EXERCISE PROMPT. Reproduce all the data verbatim.

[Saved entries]
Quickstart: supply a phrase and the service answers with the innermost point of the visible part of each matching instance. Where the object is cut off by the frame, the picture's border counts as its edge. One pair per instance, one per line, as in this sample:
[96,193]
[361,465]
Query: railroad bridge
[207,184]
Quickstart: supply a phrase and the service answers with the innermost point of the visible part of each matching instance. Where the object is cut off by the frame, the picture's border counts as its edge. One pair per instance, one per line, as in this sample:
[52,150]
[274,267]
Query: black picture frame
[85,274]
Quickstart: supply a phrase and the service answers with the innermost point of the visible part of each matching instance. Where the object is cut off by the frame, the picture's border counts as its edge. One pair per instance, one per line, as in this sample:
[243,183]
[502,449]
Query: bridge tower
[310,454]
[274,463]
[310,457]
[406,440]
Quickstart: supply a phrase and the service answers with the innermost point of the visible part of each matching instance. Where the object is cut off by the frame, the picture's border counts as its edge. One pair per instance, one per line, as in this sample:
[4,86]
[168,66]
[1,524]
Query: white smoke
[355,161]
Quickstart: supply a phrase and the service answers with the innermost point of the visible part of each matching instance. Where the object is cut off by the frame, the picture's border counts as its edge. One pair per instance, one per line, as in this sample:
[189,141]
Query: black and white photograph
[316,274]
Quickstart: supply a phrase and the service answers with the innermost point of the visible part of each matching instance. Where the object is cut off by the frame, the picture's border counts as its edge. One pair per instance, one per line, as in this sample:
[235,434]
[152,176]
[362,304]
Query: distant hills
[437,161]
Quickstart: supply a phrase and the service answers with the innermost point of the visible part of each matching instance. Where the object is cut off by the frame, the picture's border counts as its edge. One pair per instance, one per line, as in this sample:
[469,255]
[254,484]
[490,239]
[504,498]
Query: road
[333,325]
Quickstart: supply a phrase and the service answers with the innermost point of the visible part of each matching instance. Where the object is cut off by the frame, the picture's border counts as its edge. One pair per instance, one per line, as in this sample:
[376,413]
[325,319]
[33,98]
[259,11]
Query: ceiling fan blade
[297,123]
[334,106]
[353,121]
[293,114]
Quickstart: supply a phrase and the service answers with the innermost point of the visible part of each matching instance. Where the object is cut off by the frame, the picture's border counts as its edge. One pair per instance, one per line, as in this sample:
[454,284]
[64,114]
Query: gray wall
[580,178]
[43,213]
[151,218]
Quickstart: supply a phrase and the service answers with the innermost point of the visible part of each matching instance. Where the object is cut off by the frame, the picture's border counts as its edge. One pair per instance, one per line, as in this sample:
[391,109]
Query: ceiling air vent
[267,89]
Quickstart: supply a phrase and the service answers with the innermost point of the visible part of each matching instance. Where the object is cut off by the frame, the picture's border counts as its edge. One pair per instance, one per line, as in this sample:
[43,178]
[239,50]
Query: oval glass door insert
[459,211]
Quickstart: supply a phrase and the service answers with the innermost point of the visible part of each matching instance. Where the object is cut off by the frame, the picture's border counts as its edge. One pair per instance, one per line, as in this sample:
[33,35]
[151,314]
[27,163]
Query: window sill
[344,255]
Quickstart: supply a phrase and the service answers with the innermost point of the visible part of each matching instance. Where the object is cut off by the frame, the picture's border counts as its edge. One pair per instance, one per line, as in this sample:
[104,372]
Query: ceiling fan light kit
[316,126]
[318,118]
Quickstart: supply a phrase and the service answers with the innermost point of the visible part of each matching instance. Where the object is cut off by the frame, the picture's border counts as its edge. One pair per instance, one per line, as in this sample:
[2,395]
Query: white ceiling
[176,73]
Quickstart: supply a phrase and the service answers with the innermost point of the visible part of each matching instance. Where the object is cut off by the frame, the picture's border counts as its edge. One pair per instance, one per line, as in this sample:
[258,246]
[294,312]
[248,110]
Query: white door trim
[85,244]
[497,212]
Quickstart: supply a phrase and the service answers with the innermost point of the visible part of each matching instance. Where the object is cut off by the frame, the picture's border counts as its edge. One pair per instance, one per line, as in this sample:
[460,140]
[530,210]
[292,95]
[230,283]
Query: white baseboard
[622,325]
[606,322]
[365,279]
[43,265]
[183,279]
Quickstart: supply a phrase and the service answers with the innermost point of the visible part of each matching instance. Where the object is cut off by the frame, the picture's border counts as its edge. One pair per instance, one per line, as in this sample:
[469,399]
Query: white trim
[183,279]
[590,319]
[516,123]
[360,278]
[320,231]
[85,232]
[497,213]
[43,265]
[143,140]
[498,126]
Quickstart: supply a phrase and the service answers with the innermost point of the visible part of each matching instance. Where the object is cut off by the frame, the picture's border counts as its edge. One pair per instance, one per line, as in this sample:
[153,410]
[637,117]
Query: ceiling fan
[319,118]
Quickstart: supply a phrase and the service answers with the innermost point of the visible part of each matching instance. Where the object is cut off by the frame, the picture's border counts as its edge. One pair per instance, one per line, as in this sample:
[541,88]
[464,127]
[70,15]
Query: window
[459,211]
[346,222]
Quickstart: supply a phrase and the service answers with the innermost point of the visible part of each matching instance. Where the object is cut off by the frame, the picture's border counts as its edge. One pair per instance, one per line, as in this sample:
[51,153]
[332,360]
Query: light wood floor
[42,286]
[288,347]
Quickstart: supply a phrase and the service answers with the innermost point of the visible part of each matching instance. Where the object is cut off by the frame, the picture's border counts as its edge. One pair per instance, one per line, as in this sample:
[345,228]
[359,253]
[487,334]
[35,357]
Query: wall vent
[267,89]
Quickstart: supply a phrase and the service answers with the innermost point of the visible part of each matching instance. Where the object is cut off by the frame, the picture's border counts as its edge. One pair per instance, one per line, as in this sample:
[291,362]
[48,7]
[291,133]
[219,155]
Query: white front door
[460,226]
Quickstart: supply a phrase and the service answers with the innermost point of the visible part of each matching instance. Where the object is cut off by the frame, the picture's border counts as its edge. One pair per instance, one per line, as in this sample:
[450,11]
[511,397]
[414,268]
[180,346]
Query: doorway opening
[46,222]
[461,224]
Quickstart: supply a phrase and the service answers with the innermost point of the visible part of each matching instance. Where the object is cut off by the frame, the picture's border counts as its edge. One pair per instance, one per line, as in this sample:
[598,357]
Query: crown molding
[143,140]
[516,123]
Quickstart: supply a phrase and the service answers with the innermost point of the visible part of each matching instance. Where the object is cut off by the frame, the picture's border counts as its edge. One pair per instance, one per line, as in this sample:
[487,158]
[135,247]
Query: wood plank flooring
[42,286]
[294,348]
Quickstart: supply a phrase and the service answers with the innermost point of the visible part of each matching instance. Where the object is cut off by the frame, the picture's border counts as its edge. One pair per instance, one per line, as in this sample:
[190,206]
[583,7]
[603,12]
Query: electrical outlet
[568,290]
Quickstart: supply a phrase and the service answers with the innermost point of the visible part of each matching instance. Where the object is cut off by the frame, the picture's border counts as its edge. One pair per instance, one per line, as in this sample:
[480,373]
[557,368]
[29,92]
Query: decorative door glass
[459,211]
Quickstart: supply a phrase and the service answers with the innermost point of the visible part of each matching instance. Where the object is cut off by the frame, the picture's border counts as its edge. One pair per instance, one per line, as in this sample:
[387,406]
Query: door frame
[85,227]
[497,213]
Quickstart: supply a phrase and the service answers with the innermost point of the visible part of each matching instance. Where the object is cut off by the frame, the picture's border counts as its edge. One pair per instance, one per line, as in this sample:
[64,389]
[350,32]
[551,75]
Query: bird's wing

RESPONSE AREA.
Quickstart: supply a phrase and the service answers with the innermost point of the visible part of each matching instance. Where the object is cut off by the frame, the picture's border counts as its edge. One pair per instance, one per line, as in this sample:
[96,193]
[361,465]
Query: railroad bridge
[207,184]
Quickstart: supply a phrase and the service answers with the innermost point of the visible part of each matching instance. Where the object is cut off by the frame, the picture's border counts as its edge. One pair per instance, one per line, as in this sample:
[52,150]
[274,267]
Query: black picture frame
[85,274]
Quickstart: supply a phrase and the service answers with the innermost point of the visible part of each matching instance. Where the object is cut off by the frame, the picture's border counts as its edge. One pair per instance, one per line, as in this sample:
[243,183]
[502,449]
Query: bridge tower
[310,454]
[274,463]
[310,457]
[406,440]
Quickstart: supply a phrase and the service answers with the innermost point of the visible part of each matching instance. Where the object is cut off by the frame, the picture's border counts as its edge. One pair per instance, one per line, as in this sample:
[4,86]
[168,66]
[1,524]
Query: white smoke
[355,161]
Quickstart: supply a phrase and the service answers with the innermost point of the visible part of each matching instance. Where the object is cut off by the frame, the picture's border counts as its edge. One pair per instance, one per line, as in this sample:
[189,141]
Query: black and white photograph
[316,274]
Quickstart: supply a phrase and the service answers with the innermost point of the visible part of each matching instance. Where the object is cut off by the frame, the picture's border counts as its edge. One pair per instance, one per line, as in this sample:
[235,434]
[152,176]
[362,304]
Query: distant hills
[437,161]
Quickstart: supply a phrase and the service answers with the innermost point of the visible part of each matching instance. Where the object is cut off by the frame, the picture's border counts as its edge. One pair per instance, one per line, as in this sample:
[469,255]
[254,484]
[490,239]
[504,498]
Query: road
[333,325]
Quickstart: supply a phrase and the service answers with the innermost point of the visible part of each matching instance. Where the object is cut off by the frame, the picture's border counts as its edge. One pair per instance, one per line, as in this sample:
[376,413]
[325,319]
[33,98]
[259,11]
Query: ceiling fan blade
[297,123]
[334,106]
[353,121]
[293,114]
Quickstart: supply a phrase and the service answers with the innermost point of the visible part of each matching instance. Where the object is cut off by the frame, the picture's border counts as its edge. One pair per instance, one per line, as in this sample:
[454,284]
[64,114]
Query: gray wall
[580,178]
[43,213]
[151,218]
Quickstart: supply a phrase and the service answers with the innermost point of the visible part of each matching instance. Where the object is cut off by the frame, the picture's border counts as its edge. One pair per instance, one per line, as in this sample:
[391,109]
Query: ceiling air vent
[267,89]
Quickstart: supply a phrase and the service answers with the innermost point of the visible part of each matching instance. Where the object is cut off by the frame, the picture's border counts as its edge. One pair per instance, one per line, as in this sample:
[43,178]
[239,50]
Query: oval glass door insert
[459,211]
Quickstart: supply a phrase and the service answers with the innermost point of the visible part of each matching instance. Where the object is cut off by the frame, the picture's border counts as its edge. One pair per instance, one per line, as in this sample:
[33,35]
[151,314]
[27,163]
Query: window sill
[344,255]
Quickstart: supply a phrase and the service answers with the innermost point of the visible part of each matching instance. Where the object is cut off by the frame, the picture's border counts as its edge. One pair per instance, one per line, as in this sample:
[104,372]
Query: ceiling fan light kit
[316,126]
[318,118]
Quickstart: supply a phrase and the service answers with the innermost point of the visible part of each matching instance. Where the object is cut off by the frame, the picture's border counts as its edge. One pair per instance, one per line, as in this sample:
[2,395]
Query: white ceiling
[176,73]
Quickstart: supply a phrase and the service answers with the innermost point of the visible part of each matching instance. Where the object is cut off by the frame, the picture's border counts as its edge. One pair per instance, one per line, as in this sample:
[258,246]
[294,312]
[248,110]
Query: white door trim
[85,244]
[497,212]
Quickstart: supply a phrase and the service answers with the innermost point of the visible part of each matching instance. Where the object is cut off by the frame, the picture's border counts as its edge. One pair per instance, one per line, as in this sample:
[460,140]
[530,210]
[292,95]
[230,283]
Query: white baseboard
[622,325]
[606,322]
[365,279]
[43,265]
[183,279]
Quickstart: supply a phrase and the service answers with the innermost point of the visible part of each matching instance. Where the object is cut off by the frame, the picture's border counts as its edge. One pair per instance, one per line, as in this sample:
[469,399]
Query: white trim
[183,279]
[590,319]
[516,123]
[360,278]
[320,231]
[85,232]
[497,213]
[43,265]
[143,140]
[498,126]
Quickstart: supply a phrase and the service answers with the innermost point of the visible part of each matching instance. Where the object is cut off by the frame, the picture's border counts as its edge. One pair per instance, one per line, as in this sample:
[153,410]
[637,117]
Query: ceiling fan
[319,118]
Quickstart: supply a phrase and the service answers with the innermost point of the visible part of each matching instance. Where the object is cut off by the frame, the picture's border counts as its edge. One pair per instance, one per line, as in this sample:
[541,88]
[464,127]
[70,15]
Query: window
[459,211]
[346,222]
Quickstart: supply a phrase and the service answers with the innermost point of the visible part of each matching instance. Where the object is cut off by the frame, the picture's border counts as its edge. One pair per instance, one per line, as in this sample:
[51,153]
[332,360]
Query: light wood floor
[42,286]
[288,347]
Quickstart: supply a phrase and the service answers with the innermost point of the visible part of each matching instance. Where the object is cut off by the frame, the picture's border counts as its edge. One pair per instance, one per line, as in this sample:
[345,228]
[359,253]
[487,334]
[35,357]
Query: wall vent
[267,89]
Quickstart: supply a phrase and the service answers with the innermost point of the visible part of each matching instance. Where the object is cut off by the frame, the picture's border counts as its edge. One pair per instance, one per line, as in this sample:
[291,362]
[48,7]
[291,133]
[219,155]
Query: white front door
[460,226]
Quickstart: supply a phrase and the service answers with the innermost point of the visible part of each matching instance. Where the object is cut off by the frame, the picture's border counts as its edge. One pair per instance, one per line, as in this sample:
[450,11]
[511,397]
[414,268]
[180,346]
Query: doorway opening
[46,222]
[461,224]
Quickstart: supply a phrase and the service answers with the innermost point of the visible part of each matching instance. Where the object is cut off by the frame, the picture's border counts as its edge. One pair per instance, one per line, as in this sample:
[598,357]
Query: crown molding
[143,140]
[516,123]
Quickstart: supply a phrase and the service answers with the innermost point of the visible part of each matching instance. Where the object is cut off by the frame, the picture's border counts as its edge. One pair per instance, one per line, as in this sample:
[487,158]
[135,247]
Query: wood plank flooring
[42,286]
[294,348]
Quickstart: supply a phrase and the service answers with the innermost point of the visible part of each matching instance. Where the object is cut off by the frame, the picture's border counts as its edge. One pair per instance, one per line, as in this sample:
[190,206]
[583,7]
[603,12]
Query: electrical outlet
[568,290]
Quickstart: supply a phrase and the service answers with the innermost point of the visible part of each matching instance. Where the object is cut off by the frame, the picture's border counts as its edge. One pair per instance, one per line, as in this sample:
[480,373]
[557,368]
[29,92]
Query: decorative door glass
[459,211]
Quickstart: supply a phrase and the service answers with the innermost point of the visible part of each matching instance. Where the object is cut off by the frame, the picture's border counts as its edge. One pair per instance, one per line, as in this sample:
[387,406]
Query: door frame
[85,227]
[497,213]
Quickstart: supply a phrase and the service answers with the innermost point of the visible part of each matching instance. Where the object is cut off by the frame, the picture's border counts as its edge. One pair per instance, one per line, as in this sample:
[64,389]
[350,32]
[551,75]
Query: bird's wing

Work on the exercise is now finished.